- [Aim of the exercise]: Could you give back only the lines from the one with "navy blue trousers." up to and including the one with "[834,555,869,648]", switching "whereabouts" to "location" and keeping everything else the same?

- [Records provided]:

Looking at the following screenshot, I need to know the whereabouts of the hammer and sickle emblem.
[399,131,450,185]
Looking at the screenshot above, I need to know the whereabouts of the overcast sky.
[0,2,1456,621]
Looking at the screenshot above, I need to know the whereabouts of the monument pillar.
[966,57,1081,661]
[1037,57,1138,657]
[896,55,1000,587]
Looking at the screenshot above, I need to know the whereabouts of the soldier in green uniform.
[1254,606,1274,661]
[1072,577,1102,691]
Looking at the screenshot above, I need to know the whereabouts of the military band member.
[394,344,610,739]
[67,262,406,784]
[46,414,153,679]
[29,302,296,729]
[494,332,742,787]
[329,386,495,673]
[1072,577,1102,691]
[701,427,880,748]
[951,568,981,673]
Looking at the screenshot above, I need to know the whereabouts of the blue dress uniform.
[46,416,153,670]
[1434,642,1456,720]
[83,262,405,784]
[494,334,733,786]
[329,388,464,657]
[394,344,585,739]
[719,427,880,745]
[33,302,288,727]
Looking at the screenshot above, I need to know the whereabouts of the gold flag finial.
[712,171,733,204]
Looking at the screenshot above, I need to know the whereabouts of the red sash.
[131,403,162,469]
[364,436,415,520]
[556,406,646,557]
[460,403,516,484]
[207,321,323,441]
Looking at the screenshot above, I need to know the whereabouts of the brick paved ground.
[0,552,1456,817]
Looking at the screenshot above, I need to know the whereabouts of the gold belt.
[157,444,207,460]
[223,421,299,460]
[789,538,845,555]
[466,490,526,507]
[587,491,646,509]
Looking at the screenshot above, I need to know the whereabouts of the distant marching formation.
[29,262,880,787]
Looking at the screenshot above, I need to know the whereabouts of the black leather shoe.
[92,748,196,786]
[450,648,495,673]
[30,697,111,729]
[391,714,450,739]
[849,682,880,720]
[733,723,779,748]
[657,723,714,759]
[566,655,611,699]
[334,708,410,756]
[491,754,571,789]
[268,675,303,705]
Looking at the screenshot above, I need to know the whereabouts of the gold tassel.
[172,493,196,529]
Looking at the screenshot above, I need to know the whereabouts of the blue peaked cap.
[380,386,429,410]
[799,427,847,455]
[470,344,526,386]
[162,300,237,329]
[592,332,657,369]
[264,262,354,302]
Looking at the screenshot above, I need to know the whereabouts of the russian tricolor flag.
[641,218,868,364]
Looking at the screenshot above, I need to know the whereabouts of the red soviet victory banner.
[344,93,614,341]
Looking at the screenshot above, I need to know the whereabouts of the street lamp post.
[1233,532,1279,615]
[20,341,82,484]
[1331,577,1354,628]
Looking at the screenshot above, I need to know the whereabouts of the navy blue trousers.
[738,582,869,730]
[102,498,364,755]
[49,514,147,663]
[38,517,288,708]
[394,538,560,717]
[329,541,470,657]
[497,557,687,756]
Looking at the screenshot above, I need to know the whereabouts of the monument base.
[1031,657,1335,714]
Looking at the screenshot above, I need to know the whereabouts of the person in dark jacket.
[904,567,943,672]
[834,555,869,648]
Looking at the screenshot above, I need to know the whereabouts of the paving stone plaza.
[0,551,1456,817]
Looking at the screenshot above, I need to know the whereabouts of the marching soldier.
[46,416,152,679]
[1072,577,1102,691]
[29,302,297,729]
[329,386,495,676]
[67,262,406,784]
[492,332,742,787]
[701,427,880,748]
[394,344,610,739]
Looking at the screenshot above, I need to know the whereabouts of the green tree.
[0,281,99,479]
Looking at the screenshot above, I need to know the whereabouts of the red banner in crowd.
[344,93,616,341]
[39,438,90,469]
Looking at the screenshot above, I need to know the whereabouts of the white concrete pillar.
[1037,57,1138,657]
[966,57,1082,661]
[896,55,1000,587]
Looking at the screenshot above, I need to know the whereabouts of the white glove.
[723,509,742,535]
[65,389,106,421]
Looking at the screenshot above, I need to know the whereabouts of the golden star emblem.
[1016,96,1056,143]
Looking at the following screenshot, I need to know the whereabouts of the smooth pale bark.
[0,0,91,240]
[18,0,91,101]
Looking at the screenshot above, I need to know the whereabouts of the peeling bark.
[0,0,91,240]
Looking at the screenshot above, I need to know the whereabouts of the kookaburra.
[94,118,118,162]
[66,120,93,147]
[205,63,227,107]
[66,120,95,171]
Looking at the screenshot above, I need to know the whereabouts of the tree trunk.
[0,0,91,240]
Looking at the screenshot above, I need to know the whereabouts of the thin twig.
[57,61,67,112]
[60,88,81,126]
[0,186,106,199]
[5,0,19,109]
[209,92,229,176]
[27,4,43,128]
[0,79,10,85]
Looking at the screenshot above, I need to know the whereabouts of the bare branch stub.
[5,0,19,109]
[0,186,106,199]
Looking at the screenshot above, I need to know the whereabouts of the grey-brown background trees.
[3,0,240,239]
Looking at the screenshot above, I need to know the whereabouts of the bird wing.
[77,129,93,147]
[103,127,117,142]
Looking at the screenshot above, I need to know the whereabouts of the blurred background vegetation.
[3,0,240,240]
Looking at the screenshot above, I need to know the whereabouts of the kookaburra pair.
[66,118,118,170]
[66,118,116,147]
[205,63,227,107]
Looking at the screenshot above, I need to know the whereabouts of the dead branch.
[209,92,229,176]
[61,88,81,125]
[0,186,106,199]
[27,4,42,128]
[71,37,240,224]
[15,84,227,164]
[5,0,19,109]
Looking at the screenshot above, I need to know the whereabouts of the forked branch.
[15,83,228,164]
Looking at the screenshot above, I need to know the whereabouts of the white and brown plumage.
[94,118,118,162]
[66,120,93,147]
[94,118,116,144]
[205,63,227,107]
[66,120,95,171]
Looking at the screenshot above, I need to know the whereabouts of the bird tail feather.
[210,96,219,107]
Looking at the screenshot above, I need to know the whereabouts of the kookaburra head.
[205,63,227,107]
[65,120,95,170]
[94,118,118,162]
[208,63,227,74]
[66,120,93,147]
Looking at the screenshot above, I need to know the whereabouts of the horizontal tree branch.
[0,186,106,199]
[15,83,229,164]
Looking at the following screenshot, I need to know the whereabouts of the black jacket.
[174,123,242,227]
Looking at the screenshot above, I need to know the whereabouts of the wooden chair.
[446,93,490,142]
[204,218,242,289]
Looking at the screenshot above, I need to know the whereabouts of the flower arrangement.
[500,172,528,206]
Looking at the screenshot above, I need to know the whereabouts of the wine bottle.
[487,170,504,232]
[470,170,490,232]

- [Answer to the task]:
Looking at the screenshot above, I need to know the location of the navy blue trousers.
[738,582,869,730]
[102,498,364,755]
[49,514,147,663]
[38,517,288,708]
[394,538,560,717]
[329,541,470,657]
[497,557,687,756]
Looking at the screenshot above, I need to know the location of the monument base.
[1031,657,1335,714]
Looking at the screenshot above, I need to know the location of the person in dark jacket.
[904,567,943,672]
[834,555,869,648]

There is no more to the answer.